> [The request]: Collect every line of the rows below that contains the string "sled", treating uppercase and lowercase letters as different.

> [Data in this exercise]:
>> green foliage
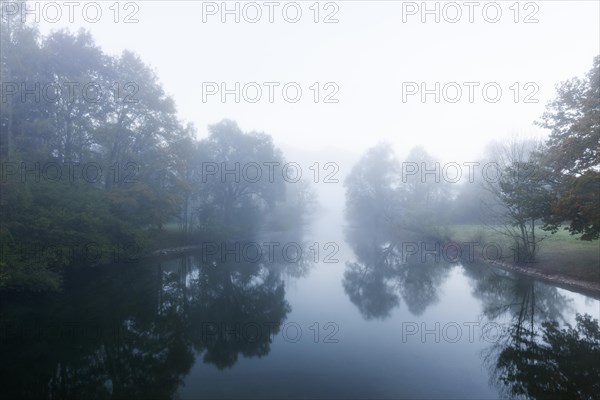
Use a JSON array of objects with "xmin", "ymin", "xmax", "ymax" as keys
[{"xmin": 538, "ymin": 55, "xmax": 600, "ymax": 240}]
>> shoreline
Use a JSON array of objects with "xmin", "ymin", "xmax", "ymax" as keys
[
  {"xmin": 486, "ymin": 260, "xmax": 600, "ymax": 300},
  {"xmin": 143, "ymin": 245, "xmax": 600, "ymax": 300}
]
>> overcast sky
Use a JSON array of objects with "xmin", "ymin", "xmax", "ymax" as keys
[{"xmin": 35, "ymin": 1, "xmax": 600, "ymax": 162}]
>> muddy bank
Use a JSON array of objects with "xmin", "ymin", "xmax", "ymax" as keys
[{"xmin": 486, "ymin": 260, "xmax": 600, "ymax": 299}]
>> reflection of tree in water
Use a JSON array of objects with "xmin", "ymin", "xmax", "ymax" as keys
[
  {"xmin": 494, "ymin": 314, "xmax": 600, "ymax": 399},
  {"xmin": 465, "ymin": 266, "xmax": 600, "ymax": 399},
  {"xmin": 188, "ymin": 247, "xmax": 290, "ymax": 368},
  {"xmin": 0, "ymin": 233, "xmax": 309, "ymax": 399},
  {"xmin": 343, "ymin": 229, "xmax": 449, "ymax": 319}
]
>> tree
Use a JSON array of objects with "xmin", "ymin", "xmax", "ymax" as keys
[
  {"xmin": 537, "ymin": 55, "xmax": 600, "ymax": 240},
  {"xmin": 399, "ymin": 146, "xmax": 451, "ymax": 237},
  {"xmin": 344, "ymin": 144, "xmax": 400, "ymax": 233},
  {"xmin": 485, "ymin": 140, "xmax": 550, "ymax": 263},
  {"xmin": 195, "ymin": 120, "xmax": 285, "ymax": 236}
]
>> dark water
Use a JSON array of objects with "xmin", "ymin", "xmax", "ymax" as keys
[{"xmin": 0, "ymin": 213, "xmax": 600, "ymax": 399}]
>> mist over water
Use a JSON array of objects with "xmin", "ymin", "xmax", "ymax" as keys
[{"xmin": 0, "ymin": 0, "xmax": 600, "ymax": 399}]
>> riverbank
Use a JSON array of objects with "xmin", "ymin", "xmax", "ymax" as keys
[
  {"xmin": 449, "ymin": 224, "xmax": 600, "ymax": 298},
  {"xmin": 484, "ymin": 260, "xmax": 600, "ymax": 299}
]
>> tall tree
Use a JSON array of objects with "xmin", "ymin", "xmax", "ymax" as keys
[{"xmin": 537, "ymin": 55, "xmax": 600, "ymax": 240}]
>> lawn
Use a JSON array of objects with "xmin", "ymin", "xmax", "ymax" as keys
[{"xmin": 449, "ymin": 225, "xmax": 600, "ymax": 282}]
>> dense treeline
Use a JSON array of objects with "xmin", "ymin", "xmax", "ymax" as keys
[{"xmin": 0, "ymin": 10, "xmax": 312, "ymax": 289}]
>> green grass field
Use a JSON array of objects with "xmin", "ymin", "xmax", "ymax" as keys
[{"xmin": 449, "ymin": 225, "xmax": 600, "ymax": 282}]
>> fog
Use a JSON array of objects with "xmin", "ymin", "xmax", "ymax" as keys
[{"xmin": 0, "ymin": 0, "xmax": 600, "ymax": 399}]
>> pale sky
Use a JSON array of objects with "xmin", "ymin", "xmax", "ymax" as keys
[{"xmin": 31, "ymin": 1, "xmax": 600, "ymax": 162}]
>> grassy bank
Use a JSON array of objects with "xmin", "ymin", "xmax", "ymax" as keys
[{"xmin": 449, "ymin": 225, "xmax": 600, "ymax": 282}]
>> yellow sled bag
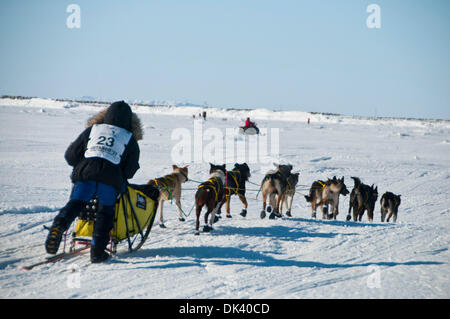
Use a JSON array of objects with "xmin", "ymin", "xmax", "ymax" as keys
[
  {"xmin": 74, "ymin": 185, "xmax": 159, "ymax": 249},
  {"xmin": 112, "ymin": 186, "xmax": 157, "ymax": 242}
]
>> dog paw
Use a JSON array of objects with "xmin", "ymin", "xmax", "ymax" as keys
[{"xmin": 203, "ymin": 225, "xmax": 214, "ymax": 233}]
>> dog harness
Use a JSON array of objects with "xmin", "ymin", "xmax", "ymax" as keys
[
  {"xmin": 225, "ymin": 171, "xmax": 241, "ymax": 198},
  {"xmin": 155, "ymin": 175, "xmax": 176, "ymax": 200},
  {"xmin": 198, "ymin": 177, "xmax": 221, "ymax": 201}
]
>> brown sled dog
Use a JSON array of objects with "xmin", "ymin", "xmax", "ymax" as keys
[
  {"xmin": 147, "ymin": 165, "xmax": 188, "ymax": 228},
  {"xmin": 347, "ymin": 177, "xmax": 378, "ymax": 222},
  {"xmin": 195, "ymin": 163, "xmax": 226, "ymax": 235},
  {"xmin": 305, "ymin": 176, "xmax": 349, "ymax": 219},
  {"xmin": 260, "ymin": 164, "xmax": 293, "ymax": 219},
  {"xmin": 280, "ymin": 173, "xmax": 300, "ymax": 217},
  {"xmin": 380, "ymin": 192, "xmax": 402, "ymax": 223}
]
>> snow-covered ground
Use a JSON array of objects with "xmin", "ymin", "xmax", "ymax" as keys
[{"xmin": 0, "ymin": 99, "xmax": 450, "ymax": 298}]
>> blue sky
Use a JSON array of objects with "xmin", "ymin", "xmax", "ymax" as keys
[{"xmin": 0, "ymin": 0, "xmax": 450, "ymax": 119}]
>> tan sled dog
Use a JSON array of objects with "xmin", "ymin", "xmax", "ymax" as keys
[
  {"xmin": 280, "ymin": 173, "xmax": 300, "ymax": 217},
  {"xmin": 147, "ymin": 165, "xmax": 188, "ymax": 228},
  {"xmin": 305, "ymin": 176, "xmax": 350, "ymax": 219},
  {"xmin": 260, "ymin": 163, "xmax": 292, "ymax": 219}
]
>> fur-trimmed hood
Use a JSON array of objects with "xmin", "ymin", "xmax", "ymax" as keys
[{"xmin": 86, "ymin": 108, "xmax": 144, "ymax": 141}]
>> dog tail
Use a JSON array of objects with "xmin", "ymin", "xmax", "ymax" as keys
[{"xmin": 352, "ymin": 177, "xmax": 361, "ymax": 188}]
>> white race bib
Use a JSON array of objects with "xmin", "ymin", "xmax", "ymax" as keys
[{"xmin": 84, "ymin": 124, "xmax": 132, "ymax": 165}]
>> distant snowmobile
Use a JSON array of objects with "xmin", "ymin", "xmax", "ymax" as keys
[{"xmin": 239, "ymin": 117, "xmax": 259, "ymax": 135}]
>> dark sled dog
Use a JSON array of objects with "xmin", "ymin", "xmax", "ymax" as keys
[
  {"xmin": 380, "ymin": 192, "xmax": 402, "ymax": 223},
  {"xmin": 305, "ymin": 176, "xmax": 349, "ymax": 219},
  {"xmin": 195, "ymin": 163, "xmax": 226, "ymax": 235},
  {"xmin": 147, "ymin": 165, "xmax": 188, "ymax": 228},
  {"xmin": 219, "ymin": 163, "xmax": 251, "ymax": 218},
  {"xmin": 347, "ymin": 177, "xmax": 378, "ymax": 222},
  {"xmin": 280, "ymin": 173, "xmax": 300, "ymax": 217},
  {"xmin": 260, "ymin": 163, "xmax": 293, "ymax": 219}
]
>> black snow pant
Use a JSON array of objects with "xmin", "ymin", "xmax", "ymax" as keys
[{"xmin": 54, "ymin": 199, "xmax": 114, "ymax": 253}]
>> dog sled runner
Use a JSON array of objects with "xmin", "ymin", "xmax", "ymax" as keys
[
  {"xmin": 70, "ymin": 185, "xmax": 159, "ymax": 252},
  {"xmin": 22, "ymin": 185, "xmax": 159, "ymax": 270},
  {"xmin": 239, "ymin": 126, "xmax": 259, "ymax": 135}
]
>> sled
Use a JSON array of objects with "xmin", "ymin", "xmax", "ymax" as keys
[
  {"xmin": 70, "ymin": 185, "xmax": 159, "ymax": 253},
  {"xmin": 239, "ymin": 126, "xmax": 259, "ymax": 135}
]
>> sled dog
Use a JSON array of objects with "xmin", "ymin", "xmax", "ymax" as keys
[
  {"xmin": 224, "ymin": 163, "xmax": 251, "ymax": 218},
  {"xmin": 147, "ymin": 165, "xmax": 188, "ymax": 228},
  {"xmin": 305, "ymin": 176, "xmax": 349, "ymax": 219},
  {"xmin": 380, "ymin": 192, "xmax": 402, "ymax": 223},
  {"xmin": 260, "ymin": 163, "xmax": 293, "ymax": 219},
  {"xmin": 347, "ymin": 177, "xmax": 378, "ymax": 222},
  {"xmin": 195, "ymin": 163, "xmax": 226, "ymax": 235},
  {"xmin": 280, "ymin": 173, "xmax": 300, "ymax": 217}
]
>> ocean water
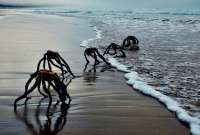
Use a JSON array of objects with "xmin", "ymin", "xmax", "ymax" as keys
[{"xmin": 0, "ymin": 5, "xmax": 200, "ymax": 134}]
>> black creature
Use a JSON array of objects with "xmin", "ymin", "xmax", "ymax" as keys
[
  {"xmin": 37, "ymin": 50, "xmax": 75, "ymax": 78},
  {"xmin": 103, "ymin": 43, "xmax": 126, "ymax": 57},
  {"xmin": 122, "ymin": 36, "xmax": 140, "ymax": 51},
  {"xmin": 15, "ymin": 98, "xmax": 70, "ymax": 135},
  {"xmin": 84, "ymin": 47, "xmax": 111, "ymax": 66},
  {"xmin": 14, "ymin": 70, "xmax": 71, "ymax": 107}
]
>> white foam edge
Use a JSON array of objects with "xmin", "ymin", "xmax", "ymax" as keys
[
  {"xmin": 108, "ymin": 58, "xmax": 200, "ymax": 135},
  {"xmin": 80, "ymin": 26, "xmax": 102, "ymax": 47}
]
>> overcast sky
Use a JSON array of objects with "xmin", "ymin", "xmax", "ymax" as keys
[{"xmin": 0, "ymin": 0, "xmax": 200, "ymax": 10}]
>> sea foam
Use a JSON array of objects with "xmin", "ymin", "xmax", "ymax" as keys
[
  {"xmin": 81, "ymin": 23, "xmax": 200, "ymax": 135},
  {"xmin": 80, "ymin": 26, "xmax": 102, "ymax": 47},
  {"xmin": 109, "ymin": 58, "xmax": 200, "ymax": 135}
]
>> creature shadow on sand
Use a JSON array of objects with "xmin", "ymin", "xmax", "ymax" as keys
[
  {"xmin": 83, "ymin": 63, "xmax": 113, "ymax": 72},
  {"xmin": 103, "ymin": 43, "xmax": 126, "ymax": 58},
  {"xmin": 84, "ymin": 47, "xmax": 111, "ymax": 66},
  {"xmin": 15, "ymin": 98, "xmax": 70, "ymax": 135},
  {"xmin": 37, "ymin": 50, "xmax": 75, "ymax": 78},
  {"xmin": 122, "ymin": 36, "xmax": 140, "ymax": 51},
  {"xmin": 14, "ymin": 70, "xmax": 71, "ymax": 109}
]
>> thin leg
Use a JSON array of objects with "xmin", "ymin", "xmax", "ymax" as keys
[
  {"xmin": 37, "ymin": 81, "xmax": 47, "ymax": 98},
  {"xmin": 47, "ymin": 60, "xmax": 52, "ymax": 71},
  {"xmin": 42, "ymin": 80, "xmax": 52, "ymax": 116},
  {"xmin": 59, "ymin": 56, "xmax": 76, "ymax": 77},
  {"xmin": 14, "ymin": 80, "xmax": 40, "ymax": 106},
  {"xmin": 37, "ymin": 57, "xmax": 45, "ymax": 71},
  {"xmin": 96, "ymin": 51, "xmax": 110, "ymax": 65},
  {"xmin": 43, "ymin": 56, "xmax": 46, "ymax": 69},
  {"xmin": 84, "ymin": 52, "xmax": 90, "ymax": 63}
]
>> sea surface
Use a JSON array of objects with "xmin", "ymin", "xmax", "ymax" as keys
[{"xmin": 0, "ymin": 7, "xmax": 200, "ymax": 133}]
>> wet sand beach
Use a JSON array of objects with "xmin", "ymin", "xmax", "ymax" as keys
[{"xmin": 0, "ymin": 14, "xmax": 190, "ymax": 135}]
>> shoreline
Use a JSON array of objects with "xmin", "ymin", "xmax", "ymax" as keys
[{"xmin": 0, "ymin": 11, "xmax": 191, "ymax": 135}]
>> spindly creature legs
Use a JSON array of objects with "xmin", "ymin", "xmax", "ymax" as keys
[{"xmin": 14, "ymin": 79, "xmax": 41, "ymax": 106}]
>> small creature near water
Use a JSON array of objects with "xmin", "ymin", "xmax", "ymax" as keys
[
  {"xmin": 103, "ymin": 43, "xmax": 126, "ymax": 57},
  {"xmin": 84, "ymin": 47, "xmax": 111, "ymax": 66},
  {"xmin": 122, "ymin": 36, "xmax": 140, "ymax": 51},
  {"xmin": 37, "ymin": 50, "xmax": 75, "ymax": 78},
  {"xmin": 14, "ymin": 69, "xmax": 71, "ymax": 106}
]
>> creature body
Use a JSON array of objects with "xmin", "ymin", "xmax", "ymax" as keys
[
  {"xmin": 14, "ymin": 70, "xmax": 71, "ymax": 106},
  {"xmin": 103, "ymin": 43, "xmax": 126, "ymax": 57},
  {"xmin": 84, "ymin": 47, "xmax": 110, "ymax": 66},
  {"xmin": 122, "ymin": 36, "xmax": 140, "ymax": 51},
  {"xmin": 15, "ymin": 98, "xmax": 70, "ymax": 135},
  {"xmin": 37, "ymin": 50, "xmax": 75, "ymax": 78}
]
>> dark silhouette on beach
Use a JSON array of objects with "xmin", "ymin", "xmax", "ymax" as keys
[
  {"xmin": 37, "ymin": 50, "xmax": 75, "ymax": 78},
  {"xmin": 103, "ymin": 43, "xmax": 126, "ymax": 58},
  {"xmin": 15, "ymin": 98, "xmax": 70, "ymax": 135},
  {"xmin": 14, "ymin": 70, "xmax": 71, "ymax": 109},
  {"xmin": 122, "ymin": 36, "xmax": 140, "ymax": 51},
  {"xmin": 84, "ymin": 47, "xmax": 111, "ymax": 66}
]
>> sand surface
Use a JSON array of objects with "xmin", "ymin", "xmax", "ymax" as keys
[{"xmin": 0, "ymin": 12, "xmax": 189, "ymax": 135}]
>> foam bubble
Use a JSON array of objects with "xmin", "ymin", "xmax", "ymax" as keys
[
  {"xmin": 109, "ymin": 58, "xmax": 200, "ymax": 135},
  {"xmin": 80, "ymin": 26, "xmax": 102, "ymax": 47}
]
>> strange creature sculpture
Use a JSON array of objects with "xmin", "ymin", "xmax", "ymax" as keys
[
  {"xmin": 15, "ymin": 98, "xmax": 70, "ymax": 135},
  {"xmin": 14, "ymin": 70, "xmax": 71, "ymax": 107},
  {"xmin": 37, "ymin": 50, "xmax": 75, "ymax": 78},
  {"xmin": 103, "ymin": 43, "xmax": 126, "ymax": 57},
  {"xmin": 84, "ymin": 47, "xmax": 111, "ymax": 66},
  {"xmin": 122, "ymin": 36, "xmax": 140, "ymax": 51}
]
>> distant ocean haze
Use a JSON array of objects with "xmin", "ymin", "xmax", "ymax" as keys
[{"xmin": 0, "ymin": 0, "xmax": 200, "ymax": 10}]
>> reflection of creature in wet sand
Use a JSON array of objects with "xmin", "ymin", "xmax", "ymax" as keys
[
  {"xmin": 83, "ymin": 60, "xmax": 113, "ymax": 72},
  {"xmin": 103, "ymin": 43, "xmax": 126, "ymax": 57},
  {"xmin": 15, "ymin": 98, "xmax": 70, "ymax": 135},
  {"xmin": 14, "ymin": 70, "xmax": 71, "ymax": 109},
  {"xmin": 37, "ymin": 50, "xmax": 75, "ymax": 78},
  {"xmin": 84, "ymin": 47, "xmax": 110, "ymax": 66},
  {"xmin": 122, "ymin": 36, "xmax": 140, "ymax": 51}
]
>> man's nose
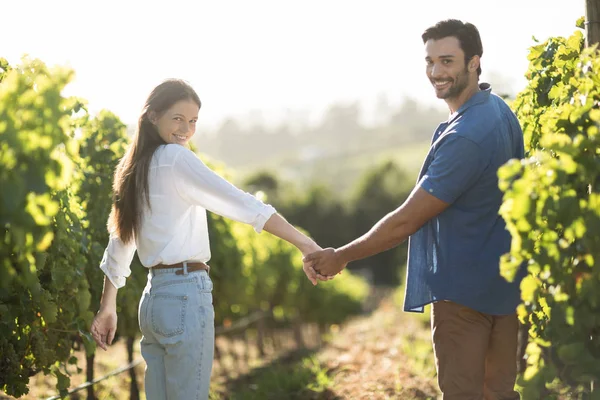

> [Reply to the exercise]:
>> yellow sled bag
>> brown sled dog
>> tan sled dog
>> dark sled dog
>> dog sled runner
>> sled
>> sled dog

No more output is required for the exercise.